───── ОТРЫВОК ─────
Заботься только о своем здоровье. Оно – единственное, чем я дорожу. Пожалуйста, старайся быть веселою.

Целую детей. Жму руки вам, мои милые друзья.

Крепко обнимаю тебя, моя миленькая голубочка Лялечка.

Твой Н. Ч.

Будь же здоровенькая и веселенькая. Целую Твои глазки, целую Твои ножки, моя милая Лялечка. Крепко обнимаю тебя, моя радость Еще тысячи и тысячи раз целую тебя, моя радость.

Прошу вас, мои милые, прочтите это письмо: разумеется, в нем нет секретов. Да и вообще их нет у меня» (Чернышевский, XIV, 496–497). К кому обращена последняя фраза? Уж не к жандармам ли, которые читали все его письма?
─────
» **ЗАДАНИЕ**
Дословно перепишите часть отрывка от слов «Будь же здоровенькая» до слов «все его письма?» включительно. Приведённые ниже данные здесь не используются.
───── ИСХОДНЫЕ ДАННЫЕ ─────
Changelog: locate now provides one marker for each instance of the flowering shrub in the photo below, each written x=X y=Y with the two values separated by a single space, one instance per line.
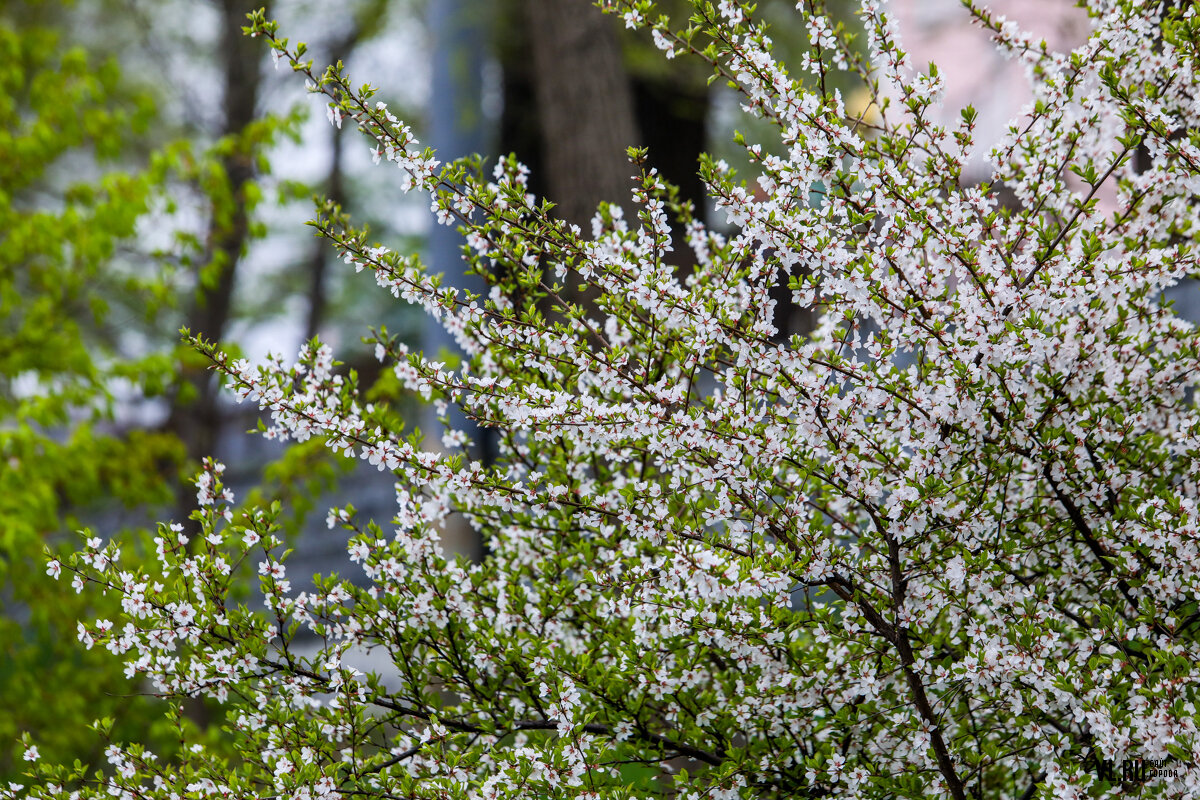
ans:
x=943 y=545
─────
» **РЕШЕНИЕ**
Будь же здоровенькая и веселенькая. Целую Твои глазки, целую Твои ножки, моя милая Лялечка. Крепко обнимаю тебя, моя радость Еще тысячи и тысячи раз целую тебя, моя радость.

Прошу вас, мои милые, прочтите это письмо: разумеется, в нем нет секретов. Да и вообще их нет у меня» (Чернышевский, XIV, 496–497). К кому обращена последняя фраза? Уж не к жандармам ли, которые читали все его письма?